== ИСХОДНЫЙ ОТРЫВОК

Журнальный зал

Русский
толстый журнал как эстетический феномен

Опубликовано в журнале: Новый Мир 1998, 9

I. С. И. Фудель. Наследство Достоевского

II. Сергей Земляной. Улыбающийся Иисус. Русская литература и новозаветное Благовестие. Статья первая

I. С. И. ФУДЕЛЬ. Наследство Достоевского. Общая редакция, вступительная статья, подготовка текста и примечаний Л. И. Сараскиной. М., “Русский путь”, 1998, 288 стр.

Труд Сергея Иосифовича Фуделя (1900 — 1977) создавался в такое время, когда Евангелие давно уже перестало быть книгой, имеющейся во всякой семье, стало малодоступно и жаждущим, и “интересующимся”. Когда Истина Света Божия, разлитая (как верили многие) по неброским просторам России, по ее невзрачным селеньям, затмилась, казалось, навек.

Но Страстная неделя — предвестница и канун Пасхи.

И все же в каждый день Страстей — Господних и человеческих — кажется, что Пасха безмерно далека, что Воскресение может и не наступить. Это дни, когда искушение необоримо, когда через сомнение и отречение — через отчаяние Петрово — проходит всякий. Это время, когда рассеиваются ученики и приходят те, кто веровал втайне, не признаваясь, что они с Ним, “страха ради иудейска”. Время Иосифа и Никодима, которым досталось — остаться с телом, истерзанным и прободенным, — остаться с Господом, когда Он более всего был — поверженным и сраженным человеком. Время, когда и вера была бессильна — верующие бежали в страхе; когда осталась лишь любовь, кроткая и необоримая, нерассуждающая и мудрая, — любовь, которая после вернула и веру — как Мария Магдалина, принесшая апостолам весть о Воскресении.

Это — время Достоевского и Фуделя, время книги Фуделя о Достоевском, и недаром автор обозначил срок окончания своего труда: “1963. Страстная неделя”.

====
== ИСХОДНЫЕ ДАННЫЕ

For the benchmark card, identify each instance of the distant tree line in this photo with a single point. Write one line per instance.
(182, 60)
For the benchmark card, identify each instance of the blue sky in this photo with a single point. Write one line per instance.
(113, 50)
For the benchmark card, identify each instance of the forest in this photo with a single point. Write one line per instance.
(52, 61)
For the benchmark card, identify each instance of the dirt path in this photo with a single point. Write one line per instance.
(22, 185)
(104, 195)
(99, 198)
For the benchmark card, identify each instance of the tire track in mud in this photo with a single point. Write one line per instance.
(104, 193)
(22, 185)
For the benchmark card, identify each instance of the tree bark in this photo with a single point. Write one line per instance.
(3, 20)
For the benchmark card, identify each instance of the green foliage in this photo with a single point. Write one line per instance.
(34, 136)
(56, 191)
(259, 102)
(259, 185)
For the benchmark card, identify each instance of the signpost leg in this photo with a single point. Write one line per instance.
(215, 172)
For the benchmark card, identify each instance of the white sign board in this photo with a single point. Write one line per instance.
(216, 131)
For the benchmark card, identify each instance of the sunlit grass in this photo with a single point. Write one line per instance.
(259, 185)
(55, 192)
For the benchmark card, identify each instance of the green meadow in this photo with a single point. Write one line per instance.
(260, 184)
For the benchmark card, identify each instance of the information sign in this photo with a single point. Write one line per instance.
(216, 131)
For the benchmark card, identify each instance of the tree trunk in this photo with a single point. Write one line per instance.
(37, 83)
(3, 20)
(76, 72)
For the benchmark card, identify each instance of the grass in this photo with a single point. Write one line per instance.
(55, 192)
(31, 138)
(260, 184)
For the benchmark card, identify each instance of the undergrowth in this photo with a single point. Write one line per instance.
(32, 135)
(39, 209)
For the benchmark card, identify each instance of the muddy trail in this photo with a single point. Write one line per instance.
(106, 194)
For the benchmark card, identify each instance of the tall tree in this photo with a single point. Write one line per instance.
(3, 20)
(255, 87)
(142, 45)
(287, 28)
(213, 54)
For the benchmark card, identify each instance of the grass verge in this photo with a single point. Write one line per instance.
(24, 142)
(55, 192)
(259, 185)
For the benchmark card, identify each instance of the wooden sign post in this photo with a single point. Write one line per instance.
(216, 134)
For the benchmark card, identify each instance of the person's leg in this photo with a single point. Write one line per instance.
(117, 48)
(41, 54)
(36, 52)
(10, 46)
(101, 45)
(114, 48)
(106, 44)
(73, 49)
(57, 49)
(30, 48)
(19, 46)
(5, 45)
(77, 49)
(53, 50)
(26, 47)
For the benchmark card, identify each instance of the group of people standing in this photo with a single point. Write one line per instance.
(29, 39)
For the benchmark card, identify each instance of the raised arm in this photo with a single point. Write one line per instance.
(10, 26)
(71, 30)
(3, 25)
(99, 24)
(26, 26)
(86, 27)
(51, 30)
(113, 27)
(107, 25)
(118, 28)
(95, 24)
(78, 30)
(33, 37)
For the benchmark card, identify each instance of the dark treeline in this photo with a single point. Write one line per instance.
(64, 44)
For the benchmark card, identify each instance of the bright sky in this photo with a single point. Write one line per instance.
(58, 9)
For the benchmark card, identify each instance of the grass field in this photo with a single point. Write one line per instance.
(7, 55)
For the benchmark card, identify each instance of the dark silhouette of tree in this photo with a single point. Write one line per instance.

====

▸ ЗАДАНИЕ:
Перепишите слово в слово часть отрывка о книге Фуделя, начиная со слов «Опубликовано в журнале: Новый» и продолжая до слов «и канун Пасхи.» включительно.

▸ ОТВЕТ:
Опубликовано в журнале: Новый Мир 1998, 9

I. С. И. Фудель. Наследство Достоевского

II. Сергей Земляной. Улыбающийся Иисус. Русская литература и новозаветное Благовестие. Статья первая

I. С. И. ФУДЕЛЬ. Наследство Достоевского. Общая редакция, вступительная статья, подготовка текста и примечаний Л. И. Сараскиной. М., “Русский путь”, 1998, 288 стр.

Труд Сергея Иосифовича Фуделя (1900 — 1977) создавался в такое время, когда Евангелие давно уже перестало быть книгой, имеющейся во всякой семье, стало малодоступно и жаждущим, и “интересующимся”. Когда Истина Света Божия, разлитая (как верили многие) по неброским просторам России, по ее невзрачным селеньям, затмилась, казалось, навек.

Но Страстная неделя — предвестница и канун Пасхи.